### PROVIDED INFORMATION
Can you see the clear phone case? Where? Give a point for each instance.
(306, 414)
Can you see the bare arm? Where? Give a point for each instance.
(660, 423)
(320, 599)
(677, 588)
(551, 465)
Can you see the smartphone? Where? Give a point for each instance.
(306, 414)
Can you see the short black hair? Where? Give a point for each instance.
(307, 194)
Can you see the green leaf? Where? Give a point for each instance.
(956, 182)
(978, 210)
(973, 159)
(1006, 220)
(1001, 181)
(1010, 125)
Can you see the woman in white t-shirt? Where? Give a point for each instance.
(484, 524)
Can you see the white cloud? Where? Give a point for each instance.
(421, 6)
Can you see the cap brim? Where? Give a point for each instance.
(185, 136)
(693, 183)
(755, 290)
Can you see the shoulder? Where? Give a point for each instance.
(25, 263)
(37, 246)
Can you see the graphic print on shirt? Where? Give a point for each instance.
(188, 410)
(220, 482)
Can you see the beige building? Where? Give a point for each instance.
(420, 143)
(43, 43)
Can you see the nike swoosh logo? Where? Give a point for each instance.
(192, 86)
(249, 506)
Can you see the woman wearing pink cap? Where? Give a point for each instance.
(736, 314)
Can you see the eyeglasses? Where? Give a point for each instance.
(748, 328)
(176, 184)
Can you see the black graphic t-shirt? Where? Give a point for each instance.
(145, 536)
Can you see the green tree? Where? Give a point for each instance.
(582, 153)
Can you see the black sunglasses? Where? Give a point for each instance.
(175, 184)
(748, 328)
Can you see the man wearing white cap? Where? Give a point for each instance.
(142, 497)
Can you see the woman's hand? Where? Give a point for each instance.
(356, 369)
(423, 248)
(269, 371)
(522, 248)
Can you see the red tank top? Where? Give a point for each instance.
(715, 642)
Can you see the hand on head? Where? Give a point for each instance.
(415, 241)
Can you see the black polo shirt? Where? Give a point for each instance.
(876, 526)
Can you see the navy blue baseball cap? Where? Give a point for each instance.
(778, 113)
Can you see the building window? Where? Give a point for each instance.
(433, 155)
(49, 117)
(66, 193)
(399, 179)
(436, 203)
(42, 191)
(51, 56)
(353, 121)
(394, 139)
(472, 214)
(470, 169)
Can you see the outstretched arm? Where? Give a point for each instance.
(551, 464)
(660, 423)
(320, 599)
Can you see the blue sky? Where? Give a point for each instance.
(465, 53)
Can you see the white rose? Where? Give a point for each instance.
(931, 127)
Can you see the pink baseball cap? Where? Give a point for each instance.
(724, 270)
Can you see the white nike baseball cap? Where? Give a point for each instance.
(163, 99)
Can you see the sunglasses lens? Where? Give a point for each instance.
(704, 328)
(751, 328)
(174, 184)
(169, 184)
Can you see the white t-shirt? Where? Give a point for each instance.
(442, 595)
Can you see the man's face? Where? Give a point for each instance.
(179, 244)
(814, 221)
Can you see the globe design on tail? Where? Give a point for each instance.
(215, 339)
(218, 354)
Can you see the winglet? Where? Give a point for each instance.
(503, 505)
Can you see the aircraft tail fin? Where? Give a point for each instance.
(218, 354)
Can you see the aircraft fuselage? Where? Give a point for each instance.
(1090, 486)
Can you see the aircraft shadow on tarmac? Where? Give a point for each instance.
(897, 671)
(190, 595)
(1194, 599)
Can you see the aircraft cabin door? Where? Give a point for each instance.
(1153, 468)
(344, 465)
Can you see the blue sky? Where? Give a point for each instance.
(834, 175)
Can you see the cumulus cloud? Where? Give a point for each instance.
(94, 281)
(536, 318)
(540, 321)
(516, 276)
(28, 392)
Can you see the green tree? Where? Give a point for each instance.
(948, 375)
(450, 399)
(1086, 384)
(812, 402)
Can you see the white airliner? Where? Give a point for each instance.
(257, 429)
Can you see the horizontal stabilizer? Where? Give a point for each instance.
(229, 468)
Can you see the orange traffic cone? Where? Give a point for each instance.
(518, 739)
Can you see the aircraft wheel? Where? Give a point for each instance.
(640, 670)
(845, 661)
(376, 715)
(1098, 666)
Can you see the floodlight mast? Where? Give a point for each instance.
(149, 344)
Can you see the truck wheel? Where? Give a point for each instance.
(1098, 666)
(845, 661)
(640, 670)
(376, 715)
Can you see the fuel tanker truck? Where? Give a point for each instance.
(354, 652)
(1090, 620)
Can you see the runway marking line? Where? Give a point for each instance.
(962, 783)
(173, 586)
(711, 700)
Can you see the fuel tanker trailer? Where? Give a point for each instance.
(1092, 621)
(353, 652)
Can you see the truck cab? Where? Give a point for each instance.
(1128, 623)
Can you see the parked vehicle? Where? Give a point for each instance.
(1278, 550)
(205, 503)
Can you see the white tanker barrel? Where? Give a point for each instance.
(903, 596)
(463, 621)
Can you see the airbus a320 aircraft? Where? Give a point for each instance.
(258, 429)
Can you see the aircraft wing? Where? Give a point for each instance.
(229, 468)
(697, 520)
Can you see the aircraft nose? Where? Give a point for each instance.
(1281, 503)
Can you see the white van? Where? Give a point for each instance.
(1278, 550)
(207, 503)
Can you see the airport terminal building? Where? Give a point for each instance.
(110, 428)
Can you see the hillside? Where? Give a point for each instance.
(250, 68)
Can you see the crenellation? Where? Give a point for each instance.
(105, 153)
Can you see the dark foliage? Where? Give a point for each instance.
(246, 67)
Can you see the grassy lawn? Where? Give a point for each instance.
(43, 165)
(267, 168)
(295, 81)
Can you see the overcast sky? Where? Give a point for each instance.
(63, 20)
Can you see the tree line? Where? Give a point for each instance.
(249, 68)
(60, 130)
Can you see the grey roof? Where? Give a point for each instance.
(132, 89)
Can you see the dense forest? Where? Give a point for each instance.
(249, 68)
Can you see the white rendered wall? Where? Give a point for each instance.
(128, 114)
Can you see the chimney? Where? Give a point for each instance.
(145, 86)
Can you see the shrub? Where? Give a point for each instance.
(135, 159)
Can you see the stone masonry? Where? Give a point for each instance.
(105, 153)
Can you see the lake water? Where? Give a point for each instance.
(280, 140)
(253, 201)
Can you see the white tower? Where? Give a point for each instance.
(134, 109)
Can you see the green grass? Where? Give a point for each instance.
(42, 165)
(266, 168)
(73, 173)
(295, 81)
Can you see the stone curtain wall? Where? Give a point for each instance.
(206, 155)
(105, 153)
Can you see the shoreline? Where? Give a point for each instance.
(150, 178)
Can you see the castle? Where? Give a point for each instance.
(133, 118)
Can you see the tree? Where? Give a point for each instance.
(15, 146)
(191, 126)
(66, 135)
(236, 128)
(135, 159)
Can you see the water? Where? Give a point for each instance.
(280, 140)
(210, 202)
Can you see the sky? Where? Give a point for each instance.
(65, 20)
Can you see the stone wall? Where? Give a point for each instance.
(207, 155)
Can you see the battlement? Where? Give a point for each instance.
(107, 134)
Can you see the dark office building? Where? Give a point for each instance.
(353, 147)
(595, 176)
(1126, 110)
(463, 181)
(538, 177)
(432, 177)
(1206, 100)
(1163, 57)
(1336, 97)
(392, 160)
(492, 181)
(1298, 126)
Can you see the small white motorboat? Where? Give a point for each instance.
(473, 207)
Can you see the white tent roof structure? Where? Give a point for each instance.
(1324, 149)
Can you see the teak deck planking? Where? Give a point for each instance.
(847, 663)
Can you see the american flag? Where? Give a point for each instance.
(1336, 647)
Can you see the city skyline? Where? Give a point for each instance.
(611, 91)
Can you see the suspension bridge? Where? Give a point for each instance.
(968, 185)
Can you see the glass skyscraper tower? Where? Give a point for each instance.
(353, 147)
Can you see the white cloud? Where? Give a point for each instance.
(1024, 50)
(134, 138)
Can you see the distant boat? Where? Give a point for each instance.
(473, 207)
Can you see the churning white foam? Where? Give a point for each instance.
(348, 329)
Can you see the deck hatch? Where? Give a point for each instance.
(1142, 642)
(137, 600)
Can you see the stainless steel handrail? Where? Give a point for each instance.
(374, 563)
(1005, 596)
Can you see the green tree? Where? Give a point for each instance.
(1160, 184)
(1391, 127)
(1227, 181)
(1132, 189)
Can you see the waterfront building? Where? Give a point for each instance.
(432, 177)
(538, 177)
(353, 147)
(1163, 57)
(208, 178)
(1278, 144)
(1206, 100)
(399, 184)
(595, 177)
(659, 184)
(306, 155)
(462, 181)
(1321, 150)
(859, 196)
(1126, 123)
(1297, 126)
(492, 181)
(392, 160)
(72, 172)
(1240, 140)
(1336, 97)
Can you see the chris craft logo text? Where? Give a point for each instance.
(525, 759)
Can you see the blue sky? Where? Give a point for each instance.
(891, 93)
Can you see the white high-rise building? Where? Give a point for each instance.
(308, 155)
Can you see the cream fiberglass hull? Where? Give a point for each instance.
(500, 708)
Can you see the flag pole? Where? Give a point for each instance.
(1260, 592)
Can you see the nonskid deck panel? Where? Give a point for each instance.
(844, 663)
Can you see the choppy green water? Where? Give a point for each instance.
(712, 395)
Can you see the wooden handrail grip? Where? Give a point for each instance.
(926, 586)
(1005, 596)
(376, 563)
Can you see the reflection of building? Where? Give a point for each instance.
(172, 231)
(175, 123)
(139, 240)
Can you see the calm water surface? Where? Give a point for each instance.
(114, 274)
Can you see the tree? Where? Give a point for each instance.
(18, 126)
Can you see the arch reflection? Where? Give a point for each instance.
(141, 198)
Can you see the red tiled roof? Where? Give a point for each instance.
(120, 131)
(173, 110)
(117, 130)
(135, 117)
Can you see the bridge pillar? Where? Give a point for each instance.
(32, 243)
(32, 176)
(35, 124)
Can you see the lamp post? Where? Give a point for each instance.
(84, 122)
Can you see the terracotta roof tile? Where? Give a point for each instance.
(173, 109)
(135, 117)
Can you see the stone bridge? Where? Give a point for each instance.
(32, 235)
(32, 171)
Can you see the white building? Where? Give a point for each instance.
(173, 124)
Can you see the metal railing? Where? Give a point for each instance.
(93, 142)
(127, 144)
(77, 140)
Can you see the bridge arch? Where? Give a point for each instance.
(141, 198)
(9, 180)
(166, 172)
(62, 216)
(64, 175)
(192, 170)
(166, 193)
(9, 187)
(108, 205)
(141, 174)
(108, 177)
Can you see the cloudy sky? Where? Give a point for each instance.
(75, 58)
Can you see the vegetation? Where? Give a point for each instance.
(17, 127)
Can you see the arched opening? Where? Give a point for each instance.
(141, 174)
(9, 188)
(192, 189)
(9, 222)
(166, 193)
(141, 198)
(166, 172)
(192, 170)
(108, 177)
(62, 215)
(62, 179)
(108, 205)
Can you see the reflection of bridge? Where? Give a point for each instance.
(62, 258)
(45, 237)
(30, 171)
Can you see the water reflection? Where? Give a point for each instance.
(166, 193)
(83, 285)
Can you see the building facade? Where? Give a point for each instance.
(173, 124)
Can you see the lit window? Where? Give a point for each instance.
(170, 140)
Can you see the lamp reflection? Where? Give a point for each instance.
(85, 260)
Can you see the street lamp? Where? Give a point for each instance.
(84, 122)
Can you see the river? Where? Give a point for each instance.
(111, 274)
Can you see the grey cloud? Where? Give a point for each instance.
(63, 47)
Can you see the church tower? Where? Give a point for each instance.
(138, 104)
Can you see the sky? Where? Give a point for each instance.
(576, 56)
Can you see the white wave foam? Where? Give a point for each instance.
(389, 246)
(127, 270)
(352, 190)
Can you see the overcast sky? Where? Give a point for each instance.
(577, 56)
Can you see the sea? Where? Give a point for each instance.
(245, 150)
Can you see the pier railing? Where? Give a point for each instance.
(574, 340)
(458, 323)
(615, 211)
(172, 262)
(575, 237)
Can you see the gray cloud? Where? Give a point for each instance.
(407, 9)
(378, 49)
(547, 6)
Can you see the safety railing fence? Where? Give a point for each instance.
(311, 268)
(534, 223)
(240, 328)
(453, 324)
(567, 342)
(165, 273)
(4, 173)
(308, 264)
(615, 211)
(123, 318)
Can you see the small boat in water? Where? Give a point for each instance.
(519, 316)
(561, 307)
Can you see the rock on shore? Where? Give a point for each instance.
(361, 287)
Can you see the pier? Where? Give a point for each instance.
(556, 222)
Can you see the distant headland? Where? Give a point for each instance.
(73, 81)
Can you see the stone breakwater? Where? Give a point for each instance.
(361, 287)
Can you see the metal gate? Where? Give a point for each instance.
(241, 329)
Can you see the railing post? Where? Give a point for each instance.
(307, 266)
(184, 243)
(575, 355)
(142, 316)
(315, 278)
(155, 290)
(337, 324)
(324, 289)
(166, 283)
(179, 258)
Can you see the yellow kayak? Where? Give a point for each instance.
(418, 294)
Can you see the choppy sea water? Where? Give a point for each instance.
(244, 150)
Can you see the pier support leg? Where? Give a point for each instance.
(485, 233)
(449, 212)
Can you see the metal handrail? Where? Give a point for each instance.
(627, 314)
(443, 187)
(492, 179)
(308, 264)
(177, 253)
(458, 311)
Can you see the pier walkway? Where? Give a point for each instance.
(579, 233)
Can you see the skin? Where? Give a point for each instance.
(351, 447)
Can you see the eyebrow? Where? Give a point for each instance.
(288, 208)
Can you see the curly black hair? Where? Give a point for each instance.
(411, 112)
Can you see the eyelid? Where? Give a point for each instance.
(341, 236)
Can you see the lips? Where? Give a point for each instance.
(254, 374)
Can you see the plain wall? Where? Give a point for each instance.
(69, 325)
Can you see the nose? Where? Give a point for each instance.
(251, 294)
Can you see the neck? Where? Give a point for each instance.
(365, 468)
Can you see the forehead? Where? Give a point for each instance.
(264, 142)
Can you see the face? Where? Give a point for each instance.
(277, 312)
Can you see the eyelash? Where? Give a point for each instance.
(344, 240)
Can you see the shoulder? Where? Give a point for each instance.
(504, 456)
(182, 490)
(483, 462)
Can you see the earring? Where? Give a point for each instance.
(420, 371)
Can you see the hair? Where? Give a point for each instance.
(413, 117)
######
▸ **ABOUT THIS EXERCISE**: Starting at the line that contains "Can you see the hair?", retype every line through the end of the records exactly, and nothing else.

▸ **OUTPUT OF THE TASK**:
Can you see the hair? Where? Give a point for each instance.
(413, 117)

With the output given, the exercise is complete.